▶ **What you will do**: According to the project description on the ethics of data work, how large is the workforce of data workers enabling machine learning?

▶ **Selected extract**:
Short Project: Ethics of Data Work

AI systems rely heavily on workers who face precarious conditions. Data work, clickwork, and crowdwork—essential for validating algorithms and creating datasets to train and refine AI systems—are frequently outsourced by commercial entities and academic institutions. Despite the vast and growing workforce of 435 million data workers enabling machine learning, their working conditions remain largely unaddressed, resulting in exploitative practices. Academic clients, in particular, lack clear guidance on how to outsource data work ethically and responsibly.

To address this issue, Christian Strippel from the Methods Lab is part of the short project “Ethics of Data Work” together with Milagros Miceli and Tianling Yang from the research group “Data, Algorithmic Systems and Ethics“, Bianca Herlo and Corinna Canali from the research “Design, Diversity and New Commons“, and Alexandra Keiner from the research group “Norm Setting and Decision Processes“. Together they aim to create equitable working systems grounded in the real knowledge and experience of data workers. The project will gather valuable insights about the challenges and needs data workers face, with the objective of developing ethical guidelines for researchers to ensure responsible and ethical treatment in the future.

▶ **Provided records**:
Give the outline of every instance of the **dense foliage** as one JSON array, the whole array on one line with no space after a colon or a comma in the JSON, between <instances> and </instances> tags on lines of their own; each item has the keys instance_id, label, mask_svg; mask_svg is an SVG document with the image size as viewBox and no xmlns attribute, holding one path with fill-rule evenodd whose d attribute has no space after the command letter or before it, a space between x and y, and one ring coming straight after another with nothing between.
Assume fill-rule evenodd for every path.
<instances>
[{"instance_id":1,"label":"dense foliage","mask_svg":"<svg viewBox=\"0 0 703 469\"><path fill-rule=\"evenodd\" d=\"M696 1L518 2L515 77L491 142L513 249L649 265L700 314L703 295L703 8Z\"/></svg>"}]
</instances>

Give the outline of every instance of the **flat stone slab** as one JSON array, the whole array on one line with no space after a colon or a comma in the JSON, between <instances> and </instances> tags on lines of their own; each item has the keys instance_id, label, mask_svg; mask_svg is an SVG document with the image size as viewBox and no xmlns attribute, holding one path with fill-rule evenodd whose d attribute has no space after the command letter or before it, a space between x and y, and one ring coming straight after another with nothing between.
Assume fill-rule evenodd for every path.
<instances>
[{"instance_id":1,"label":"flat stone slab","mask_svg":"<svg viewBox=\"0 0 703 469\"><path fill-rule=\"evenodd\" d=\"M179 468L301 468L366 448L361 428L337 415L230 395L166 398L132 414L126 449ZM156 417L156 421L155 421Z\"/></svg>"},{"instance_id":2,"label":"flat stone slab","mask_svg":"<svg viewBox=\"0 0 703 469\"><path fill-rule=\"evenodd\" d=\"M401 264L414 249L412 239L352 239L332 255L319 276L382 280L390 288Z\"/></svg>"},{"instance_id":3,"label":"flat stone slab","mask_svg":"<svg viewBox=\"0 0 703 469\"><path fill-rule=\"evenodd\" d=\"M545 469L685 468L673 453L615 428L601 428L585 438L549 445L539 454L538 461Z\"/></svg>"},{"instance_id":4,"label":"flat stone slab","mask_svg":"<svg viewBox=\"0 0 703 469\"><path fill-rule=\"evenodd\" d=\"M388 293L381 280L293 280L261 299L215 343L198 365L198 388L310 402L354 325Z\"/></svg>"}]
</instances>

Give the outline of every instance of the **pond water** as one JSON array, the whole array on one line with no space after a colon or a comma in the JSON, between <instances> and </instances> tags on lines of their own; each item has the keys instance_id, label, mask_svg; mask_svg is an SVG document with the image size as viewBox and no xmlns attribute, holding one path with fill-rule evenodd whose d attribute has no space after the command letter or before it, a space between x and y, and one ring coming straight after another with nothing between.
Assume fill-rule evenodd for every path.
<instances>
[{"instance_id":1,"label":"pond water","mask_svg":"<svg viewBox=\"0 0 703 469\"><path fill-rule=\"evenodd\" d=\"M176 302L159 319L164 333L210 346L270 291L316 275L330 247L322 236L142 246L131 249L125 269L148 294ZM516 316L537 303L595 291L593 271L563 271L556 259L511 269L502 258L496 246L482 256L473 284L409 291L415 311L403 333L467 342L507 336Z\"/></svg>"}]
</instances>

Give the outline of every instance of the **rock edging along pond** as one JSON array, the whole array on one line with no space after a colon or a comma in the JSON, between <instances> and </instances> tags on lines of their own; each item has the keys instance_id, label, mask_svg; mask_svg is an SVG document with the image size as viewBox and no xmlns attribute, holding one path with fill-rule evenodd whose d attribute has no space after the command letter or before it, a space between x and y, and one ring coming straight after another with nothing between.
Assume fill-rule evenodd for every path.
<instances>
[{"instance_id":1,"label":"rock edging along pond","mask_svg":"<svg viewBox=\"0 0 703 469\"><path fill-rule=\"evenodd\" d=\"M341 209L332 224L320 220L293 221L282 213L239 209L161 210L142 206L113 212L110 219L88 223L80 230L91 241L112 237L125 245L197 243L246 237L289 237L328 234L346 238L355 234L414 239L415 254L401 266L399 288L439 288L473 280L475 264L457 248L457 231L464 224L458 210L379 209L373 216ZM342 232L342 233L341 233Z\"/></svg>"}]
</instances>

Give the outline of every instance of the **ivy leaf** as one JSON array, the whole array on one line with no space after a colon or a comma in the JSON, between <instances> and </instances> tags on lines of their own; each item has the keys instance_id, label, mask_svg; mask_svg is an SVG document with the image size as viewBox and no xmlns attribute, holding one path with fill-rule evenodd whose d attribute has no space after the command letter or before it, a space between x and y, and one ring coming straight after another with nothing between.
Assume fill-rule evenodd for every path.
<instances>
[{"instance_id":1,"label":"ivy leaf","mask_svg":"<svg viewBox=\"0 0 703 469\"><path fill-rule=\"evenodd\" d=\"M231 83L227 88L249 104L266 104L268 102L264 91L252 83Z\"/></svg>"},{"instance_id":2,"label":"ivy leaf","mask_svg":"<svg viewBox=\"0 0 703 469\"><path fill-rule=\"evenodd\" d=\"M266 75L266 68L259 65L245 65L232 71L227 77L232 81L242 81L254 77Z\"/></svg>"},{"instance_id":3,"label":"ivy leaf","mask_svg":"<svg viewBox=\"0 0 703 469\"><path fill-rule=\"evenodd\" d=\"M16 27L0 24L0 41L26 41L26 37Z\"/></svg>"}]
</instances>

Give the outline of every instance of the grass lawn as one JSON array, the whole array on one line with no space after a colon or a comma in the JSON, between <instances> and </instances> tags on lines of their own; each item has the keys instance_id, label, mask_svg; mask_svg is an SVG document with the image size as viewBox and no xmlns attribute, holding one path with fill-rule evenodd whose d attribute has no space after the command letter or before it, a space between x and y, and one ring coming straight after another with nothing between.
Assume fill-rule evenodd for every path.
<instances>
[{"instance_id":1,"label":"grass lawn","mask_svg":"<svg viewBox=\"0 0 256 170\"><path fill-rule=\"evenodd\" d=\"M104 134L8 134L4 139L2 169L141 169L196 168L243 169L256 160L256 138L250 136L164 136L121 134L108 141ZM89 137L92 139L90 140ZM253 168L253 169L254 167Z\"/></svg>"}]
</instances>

▶ **Your solution**: 435 million data workers.